What to produce:
Return every line of the entries below that contains the word "water".

Data entries:
= = = = = = =
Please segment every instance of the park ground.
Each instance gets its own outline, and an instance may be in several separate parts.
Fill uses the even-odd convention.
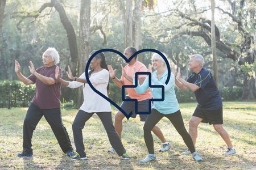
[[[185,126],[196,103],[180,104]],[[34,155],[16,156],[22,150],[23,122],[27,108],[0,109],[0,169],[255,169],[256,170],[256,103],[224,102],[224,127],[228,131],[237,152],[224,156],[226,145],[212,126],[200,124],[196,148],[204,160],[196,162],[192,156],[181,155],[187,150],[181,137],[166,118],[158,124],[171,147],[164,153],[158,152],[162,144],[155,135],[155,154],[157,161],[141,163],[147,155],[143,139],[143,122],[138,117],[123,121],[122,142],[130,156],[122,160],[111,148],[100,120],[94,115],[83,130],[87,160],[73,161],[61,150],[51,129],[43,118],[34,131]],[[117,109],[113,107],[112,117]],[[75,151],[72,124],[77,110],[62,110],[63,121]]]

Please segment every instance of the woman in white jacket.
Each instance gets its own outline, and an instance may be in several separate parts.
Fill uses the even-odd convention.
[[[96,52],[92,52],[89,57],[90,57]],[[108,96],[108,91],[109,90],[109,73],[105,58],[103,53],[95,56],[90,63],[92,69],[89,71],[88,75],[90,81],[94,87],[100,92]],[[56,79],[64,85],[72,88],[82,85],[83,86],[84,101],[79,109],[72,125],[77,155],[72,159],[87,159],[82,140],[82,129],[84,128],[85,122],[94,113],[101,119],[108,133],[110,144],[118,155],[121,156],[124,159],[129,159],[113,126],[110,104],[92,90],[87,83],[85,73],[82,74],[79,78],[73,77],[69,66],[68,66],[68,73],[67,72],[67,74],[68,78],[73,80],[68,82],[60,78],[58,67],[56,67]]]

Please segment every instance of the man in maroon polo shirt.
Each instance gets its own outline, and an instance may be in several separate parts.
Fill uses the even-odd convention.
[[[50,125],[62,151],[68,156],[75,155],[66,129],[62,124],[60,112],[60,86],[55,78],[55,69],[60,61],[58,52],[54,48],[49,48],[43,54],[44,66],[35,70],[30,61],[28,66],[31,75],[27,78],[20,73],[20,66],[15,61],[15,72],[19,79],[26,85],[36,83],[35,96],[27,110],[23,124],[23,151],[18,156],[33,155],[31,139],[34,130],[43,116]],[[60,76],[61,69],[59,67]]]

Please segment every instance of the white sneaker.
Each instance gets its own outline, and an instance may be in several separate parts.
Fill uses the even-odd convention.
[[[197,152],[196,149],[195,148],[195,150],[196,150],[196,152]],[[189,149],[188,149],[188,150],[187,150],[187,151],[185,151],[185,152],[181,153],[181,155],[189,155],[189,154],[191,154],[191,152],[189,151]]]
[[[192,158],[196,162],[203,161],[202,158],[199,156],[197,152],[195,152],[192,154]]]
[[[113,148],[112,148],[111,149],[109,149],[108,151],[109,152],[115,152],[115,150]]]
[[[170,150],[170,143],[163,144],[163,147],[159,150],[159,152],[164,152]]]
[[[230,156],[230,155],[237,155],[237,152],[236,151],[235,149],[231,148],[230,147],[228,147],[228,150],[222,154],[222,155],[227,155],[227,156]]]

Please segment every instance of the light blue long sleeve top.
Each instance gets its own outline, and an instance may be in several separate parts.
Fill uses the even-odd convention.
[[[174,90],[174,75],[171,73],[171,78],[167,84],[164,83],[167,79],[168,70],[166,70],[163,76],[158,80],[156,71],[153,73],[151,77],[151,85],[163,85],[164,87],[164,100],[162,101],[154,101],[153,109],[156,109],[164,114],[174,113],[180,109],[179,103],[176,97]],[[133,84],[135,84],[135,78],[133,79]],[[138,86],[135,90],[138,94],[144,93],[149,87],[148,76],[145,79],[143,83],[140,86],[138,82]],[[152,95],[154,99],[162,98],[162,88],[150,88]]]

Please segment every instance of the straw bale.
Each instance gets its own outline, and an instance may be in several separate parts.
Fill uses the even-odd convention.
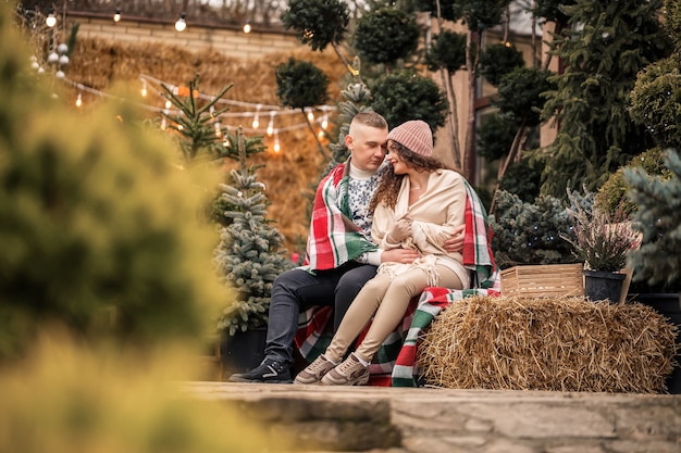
= = = = = = =
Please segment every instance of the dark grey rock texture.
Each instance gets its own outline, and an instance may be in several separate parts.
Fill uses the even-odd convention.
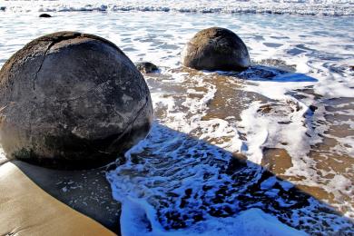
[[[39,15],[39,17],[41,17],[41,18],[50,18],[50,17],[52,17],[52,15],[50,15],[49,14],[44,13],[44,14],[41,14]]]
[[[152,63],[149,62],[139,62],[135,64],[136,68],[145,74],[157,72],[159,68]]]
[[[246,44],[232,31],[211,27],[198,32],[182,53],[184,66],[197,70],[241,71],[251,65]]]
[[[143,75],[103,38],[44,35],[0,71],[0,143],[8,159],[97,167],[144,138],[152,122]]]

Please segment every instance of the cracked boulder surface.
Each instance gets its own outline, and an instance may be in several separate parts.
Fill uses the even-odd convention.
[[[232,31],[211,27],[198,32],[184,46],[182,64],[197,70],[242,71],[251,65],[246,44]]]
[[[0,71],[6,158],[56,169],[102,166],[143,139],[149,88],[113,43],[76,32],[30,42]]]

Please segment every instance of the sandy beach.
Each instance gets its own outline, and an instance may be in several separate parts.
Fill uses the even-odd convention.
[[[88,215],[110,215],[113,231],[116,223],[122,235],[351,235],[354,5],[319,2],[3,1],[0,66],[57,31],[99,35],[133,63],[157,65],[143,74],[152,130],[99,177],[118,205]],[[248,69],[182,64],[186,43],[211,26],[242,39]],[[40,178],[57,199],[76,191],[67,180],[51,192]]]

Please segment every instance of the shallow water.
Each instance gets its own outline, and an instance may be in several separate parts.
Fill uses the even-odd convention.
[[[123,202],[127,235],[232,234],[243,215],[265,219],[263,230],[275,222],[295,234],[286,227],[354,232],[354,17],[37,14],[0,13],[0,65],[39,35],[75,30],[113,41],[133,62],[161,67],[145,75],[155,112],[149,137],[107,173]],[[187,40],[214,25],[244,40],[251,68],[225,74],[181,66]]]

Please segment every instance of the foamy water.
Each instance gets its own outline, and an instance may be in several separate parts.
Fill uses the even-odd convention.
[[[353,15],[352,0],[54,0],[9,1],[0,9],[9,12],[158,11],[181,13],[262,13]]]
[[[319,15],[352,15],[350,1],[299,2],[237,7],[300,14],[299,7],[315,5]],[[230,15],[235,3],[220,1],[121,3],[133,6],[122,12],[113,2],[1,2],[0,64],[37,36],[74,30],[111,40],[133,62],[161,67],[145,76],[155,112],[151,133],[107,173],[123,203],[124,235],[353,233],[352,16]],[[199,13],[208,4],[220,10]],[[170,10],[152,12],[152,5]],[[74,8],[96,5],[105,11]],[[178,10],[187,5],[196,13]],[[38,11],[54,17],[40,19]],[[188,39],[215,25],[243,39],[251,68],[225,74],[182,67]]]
= = = = = = =
Response to this task:
Please segment every instance of the shallow water.
Please segment every instance of the foamy water.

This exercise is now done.